Reading passage:
↓

3.2. Fusion between Surveillance Video and Geographic Scene

The fusion patterns for surveillance video and geographic scene are divided into two categories, namely, image projection pattern and object projection pattern (Figure 5). Studies on image projection patterns include the studies of Roth [26] and Chen [27]. In the current study, video images are projected as a texture map onto the surface of the geographic scene model, and the video images are represented in the virtual scene. In object projection patterns, the foreground information and background information of the video are extracted and represented in the virtual scene. According to the differences in the projected information, object projection patterns are divided into three categories: foreground and background independent projection [28,29,30], foreground projection [31], and abstract of foreground projection [32,33,34]. In foreground and background independent projection, the sub-images of the moving objects are projected onto the corresponding spatial–temporal position in the virtual scene, and the video background is projected as the texture map onto the scene model surface. After the separation of the background, the sub-images of the foreground object are projected onto the corresponding spatial–temporal location in the geographic scene, whereas the video background images are projected as a texture map onto the geographic scene model surface to achieve fused representation. Foreground projection only projects the sub-images of the moving foreground objects onto the corresponding spatial–temporal position in the scene and omits the projection of the video background images. In abstract of foreground projection, the sub-images of the moving foreground objects are replaced with semantic icons, and then these icons are projected onto the corresponding spatial–temporal position in the geographic scene. Table 1 shows a comparison of the visualization capabilities of the different fusion patterns.
As shown in Table 1, the image projection pattern can satisfy the demand for representing virtual information in a range view in the virtual scene and partially reflect the video image space information. However, owing to the lack of an intelligent analysis of the dynamic video information and the differences in the projection between the background and moving foreground objects in the 3D scene, some projection errors are induced in this method. For example, moving objects are projected as a background portion onto the floor or wall. Both the foreground and background independent projection and foreground projection patterns can satisfy the demand for representing virtual information in a range view in the virtual scene and can reflect the spatial information of the moving objects to a certain extent. In contrast, the abstract of foreground projection can fully support any virtual viewpoint in the virtual scene, allowing for browsing of the moving objects. However, this pattern completely abandons the representation of the original video image data in the fusion representation process. Furthermore, the loss of visualization content is more substantial.

4. Architecture of GIS–MOV Surveillance System

On the basis of the integration model of GIS and moving objects, as well as the moving object extraction and spatialization method, a prototype called GIS and moving objects (GIS–MOV) system is implemented. This system can store information from GIS, video images, and moving objects independently, display them, and analyze them integrally. This system can assist supervisors in understanding the geospatial and video contents quickly and effectively.

4.1. Design Schematic of the System

The overall system design follows the framework of service-oriented software architecture. The framework of the system is divided into the Function layer, Data layer, Service layer, Business layer and representation layer from the bottom up, as shown in Figure 6.
(1)
Function layer: The function layer is a server with data processing and analysis functions. It is used for pre-processing GIS and video data. This layer has functional modules for video data acquisition, detection and tracking of moving object trajectories, and geospatial mapping of video data. The real-time video data processing, such as the extraction of moving objects and the spatialization of moving object trajectories, is executed in this layer. Thus, the function layer can provide the basic data support for real-time publishing.

↑

Written problem 1: In the passage on fusing surveillance video with geographic scenes, what replaces the sub-images of moving foreground objects in abstract of foreground projection?
Written problem 2: Report each line of the listing below that contains the string "wooden", matching case exactly.
The passage above has no connection to the listing that follows it.

Records shown:
↓

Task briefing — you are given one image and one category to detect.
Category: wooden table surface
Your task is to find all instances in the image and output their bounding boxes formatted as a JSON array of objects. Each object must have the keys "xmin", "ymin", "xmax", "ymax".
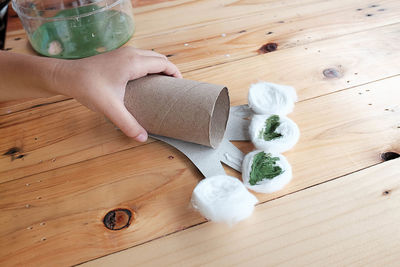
[{"xmin": 0, "ymin": 0, "xmax": 400, "ymax": 266}]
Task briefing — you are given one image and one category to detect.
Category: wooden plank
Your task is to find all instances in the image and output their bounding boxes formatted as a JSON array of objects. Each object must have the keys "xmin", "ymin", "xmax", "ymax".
[
  {"xmin": 0, "ymin": 24, "xmax": 400, "ymax": 181},
  {"xmin": 0, "ymin": 77, "xmax": 400, "ymax": 265},
  {"xmin": 7, "ymin": 0, "xmax": 400, "ymax": 72},
  {"xmin": 184, "ymin": 23, "xmax": 400, "ymax": 105},
  {"xmin": 135, "ymin": 1, "xmax": 400, "ymax": 72},
  {"xmin": 0, "ymin": 100, "xmax": 153, "ymax": 183},
  {"xmin": 0, "ymin": 0, "xmax": 400, "ymax": 114},
  {"xmin": 82, "ymin": 159, "xmax": 400, "ymax": 266}
]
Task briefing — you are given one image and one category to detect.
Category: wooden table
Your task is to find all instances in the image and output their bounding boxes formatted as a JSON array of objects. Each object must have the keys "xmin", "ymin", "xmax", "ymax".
[{"xmin": 0, "ymin": 0, "xmax": 400, "ymax": 266}]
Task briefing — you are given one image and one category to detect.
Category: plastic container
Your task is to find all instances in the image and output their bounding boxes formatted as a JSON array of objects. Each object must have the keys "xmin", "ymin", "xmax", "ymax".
[{"xmin": 12, "ymin": 0, "xmax": 135, "ymax": 58}]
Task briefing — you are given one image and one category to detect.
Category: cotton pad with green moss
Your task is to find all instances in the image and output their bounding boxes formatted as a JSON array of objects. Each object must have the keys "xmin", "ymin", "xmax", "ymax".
[
  {"xmin": 249, "ymin": 114, "xmax": 300, "ymax": 153},
  {"xmin": 242, "ymin": 150, "xmax": 292, "ymax": 193},
  {"xmin": 30, "ymin": 5, "xmax": 134, "ymax": 58}
]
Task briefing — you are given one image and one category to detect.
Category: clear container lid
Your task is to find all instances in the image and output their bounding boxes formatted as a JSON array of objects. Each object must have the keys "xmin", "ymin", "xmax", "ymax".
[{"xmin": 12, "ymin": 0, "xmax": 124, "ymax": 21}]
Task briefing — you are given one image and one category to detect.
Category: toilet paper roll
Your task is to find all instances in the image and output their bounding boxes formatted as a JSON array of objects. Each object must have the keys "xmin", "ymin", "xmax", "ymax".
[{"xmin": 124, "ymin": 75, "xmax": 230, "ymax": 148}]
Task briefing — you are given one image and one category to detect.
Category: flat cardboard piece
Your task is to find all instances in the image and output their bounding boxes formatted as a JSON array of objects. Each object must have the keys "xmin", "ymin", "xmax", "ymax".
[
  {"xmin": 151, "ymin": 105, "xmax": 252, "ymax": 177},
  {"xmin": 124, "ymin": 75, "xmax": 229, "ymax": 148}
]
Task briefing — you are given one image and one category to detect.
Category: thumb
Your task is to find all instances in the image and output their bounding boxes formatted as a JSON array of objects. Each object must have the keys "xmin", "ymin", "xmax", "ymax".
[{"xmin": 104, "ymin": 99, "xmax": 148, "ymax": 142}]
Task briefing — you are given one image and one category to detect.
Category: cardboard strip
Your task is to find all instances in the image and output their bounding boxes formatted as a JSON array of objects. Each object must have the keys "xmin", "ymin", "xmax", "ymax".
[
  {"xmin": 150, "ymin": 135, "xmax": 244, "ymax": 177},
  {"xmin": 124, "ymin": 75, "xmax": 229, "ymax": 148}
]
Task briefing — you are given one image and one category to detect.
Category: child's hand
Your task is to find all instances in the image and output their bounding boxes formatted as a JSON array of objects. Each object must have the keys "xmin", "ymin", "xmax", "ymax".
[{"xmin": 54, "ymin": 47, "xmax": 182, "ymax": 142}]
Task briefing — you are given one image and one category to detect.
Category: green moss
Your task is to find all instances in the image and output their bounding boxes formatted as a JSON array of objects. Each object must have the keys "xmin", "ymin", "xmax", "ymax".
[
  {"xmin": 30, "ymin": 5, "xmax": 134, "ymax": 58},
  {"xmin": 249, "ymin": 152, "xmax": 284, "ymax": 185},
  {"xmin": 258, "ymin": 115, "xmax": 282, "ymax": 141}
]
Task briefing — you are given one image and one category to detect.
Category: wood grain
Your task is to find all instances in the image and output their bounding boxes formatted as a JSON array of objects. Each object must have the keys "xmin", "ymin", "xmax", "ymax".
[
  {"xmin": 0, "ymin": 0, "xmax": 400, "ymax": 266},
  {"xmin": 0, "ymin": 0, "xmax": 400, "ymax": 114},
  {"xmin": 0, "ymin": 100, "xmax": 153, "ymax": 183},
  {"xmin": 81, "ymin": 159, "xmax": 400, "ymax": 266},
  {"xmin": 0, "ymin": 24, "xmax": 400, "ymax": 182},
  {"xmin": 0, "ymin": 77, "xmax": 400, "ymax": 265},
  {"xmin": 185, "ymin": 24, "xmax": 400, "ymax": 105}
]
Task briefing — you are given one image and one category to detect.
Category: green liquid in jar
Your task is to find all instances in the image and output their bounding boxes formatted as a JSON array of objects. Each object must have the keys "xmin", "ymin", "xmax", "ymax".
[{"xmin": 30, "ymin": 6, "xmax": 134, "ymax": 58}]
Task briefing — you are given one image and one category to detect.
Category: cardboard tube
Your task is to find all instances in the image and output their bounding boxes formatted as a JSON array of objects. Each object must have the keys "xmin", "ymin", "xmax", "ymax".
[{"xmin": 124, "ymin": 75, "xmax": 230, "ymax": 148}]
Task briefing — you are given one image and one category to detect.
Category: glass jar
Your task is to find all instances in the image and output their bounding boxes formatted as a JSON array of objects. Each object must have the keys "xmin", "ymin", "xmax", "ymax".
[{"xmin": 12, "ymin": 0, "xmax": 135, "ymax": 58}]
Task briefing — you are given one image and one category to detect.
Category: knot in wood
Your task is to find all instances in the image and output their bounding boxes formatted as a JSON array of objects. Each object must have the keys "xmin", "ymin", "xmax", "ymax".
[
  {"xmin": 322, "ymin": 68, "xmax": 342, "ymax": 79},
  {"xmin": 258, "ymin": 43, "xmax": 278, "ymax": 53},
  {"xmin": 103, "ymin": 209, "xmax": 132, "ymax": 231}
]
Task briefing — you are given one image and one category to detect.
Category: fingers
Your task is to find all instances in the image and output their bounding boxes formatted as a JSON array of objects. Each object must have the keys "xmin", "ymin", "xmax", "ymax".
[{"xmin": 103, "ymin": 96, "xmax": 148, "ymax": 142}]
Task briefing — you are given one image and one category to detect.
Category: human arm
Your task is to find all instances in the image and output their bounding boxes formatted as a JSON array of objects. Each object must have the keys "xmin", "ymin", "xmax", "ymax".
[{"xmin": 0, "ymin": 47, "xmax": 182, "ymax": 142}]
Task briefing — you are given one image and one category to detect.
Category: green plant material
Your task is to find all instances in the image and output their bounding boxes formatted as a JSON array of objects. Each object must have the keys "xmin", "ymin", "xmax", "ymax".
[
  {"xmin": 258, "ymin": 115, "xmax": 282, "ymax": 141},
  {"xmin": 30, "ymin": 5, "xmax": 135, "ymax": 58},
  {"xmin": 249, "ymin": 152, "xmax": 284, "ymax": 185}
]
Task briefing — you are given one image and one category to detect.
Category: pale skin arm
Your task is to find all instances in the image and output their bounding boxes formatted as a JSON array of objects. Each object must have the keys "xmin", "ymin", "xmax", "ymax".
[{"xmin": 0, "ymin": 47, "xmax": 182, "ymax": 142}]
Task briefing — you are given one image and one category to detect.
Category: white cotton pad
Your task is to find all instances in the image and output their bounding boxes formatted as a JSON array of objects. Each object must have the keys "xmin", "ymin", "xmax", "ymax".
[
  {"xmin": 192, "ymin": 175, "xmax": 258, "ymax": 225},
  {"xmin": 249, "ymin": 115, "xmax": 300, "ymax": 153},
  {"xmin": 248, "ymin": 82, "xmax": 297, "ymax": 115},
  {"xmin": 242, "ymin": 150, "xmax": 292, "ymax": 193}
]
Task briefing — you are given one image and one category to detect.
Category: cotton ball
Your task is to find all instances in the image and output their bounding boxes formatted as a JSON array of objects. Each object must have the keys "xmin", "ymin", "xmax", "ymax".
[
  {"xmin": 47, "ymin": 41, "xmax": 63, "ymax": 56},
  {"xmin": 248, "ymin": 82, "xmax": 297, "ymax": 115},
  {"xmin": 249, "ymin": 115, "xmax": 300, "ymax": 153},
  {"xmin": 242, "ymin": 150, "xmax": 292, "ymax": 193},
  {"xmin": 192, "ymin": 175, "xmax": 258, "ymax": 225}
]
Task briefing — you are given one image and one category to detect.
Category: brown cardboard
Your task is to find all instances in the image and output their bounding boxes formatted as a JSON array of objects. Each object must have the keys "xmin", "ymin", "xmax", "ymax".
[{"xmin": 124, "ymin": 75, "xmax": 229, "ymax": 148}]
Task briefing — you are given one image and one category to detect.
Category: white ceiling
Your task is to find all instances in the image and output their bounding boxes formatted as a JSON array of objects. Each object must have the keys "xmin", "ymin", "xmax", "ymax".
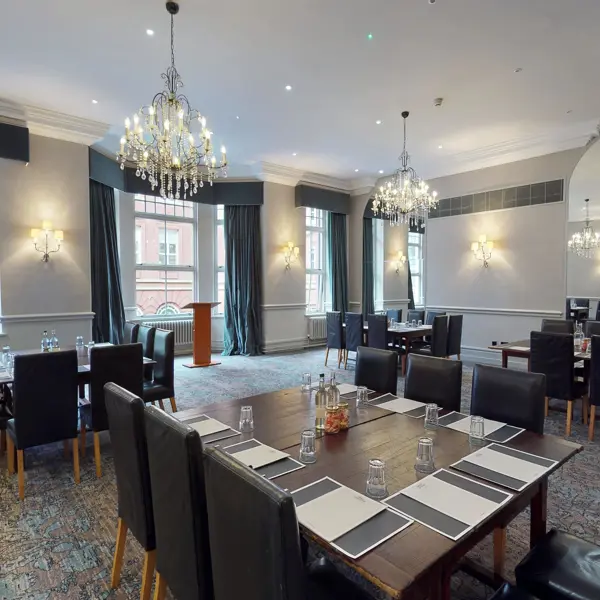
[{"xmin": 0, "ymin": 0, "xmax": 600, "ymax": 179}]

↑

Exercise answer 1: Semantic icons replace them.

Exercise answer 2:
Category: wooden table surface
Category: wooden plank
Category: wooden table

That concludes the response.